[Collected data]
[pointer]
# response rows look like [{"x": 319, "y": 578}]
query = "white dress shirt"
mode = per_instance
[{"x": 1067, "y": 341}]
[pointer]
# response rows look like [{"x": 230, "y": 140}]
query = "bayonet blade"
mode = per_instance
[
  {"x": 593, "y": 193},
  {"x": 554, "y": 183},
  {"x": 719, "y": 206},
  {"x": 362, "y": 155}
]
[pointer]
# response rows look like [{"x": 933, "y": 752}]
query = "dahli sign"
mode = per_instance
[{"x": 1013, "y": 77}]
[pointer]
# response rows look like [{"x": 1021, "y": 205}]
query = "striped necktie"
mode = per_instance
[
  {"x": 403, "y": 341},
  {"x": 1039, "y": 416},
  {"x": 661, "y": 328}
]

# Assignment
How many of the lines above hold the word "look"? Answer with only the number.

# Finished task
4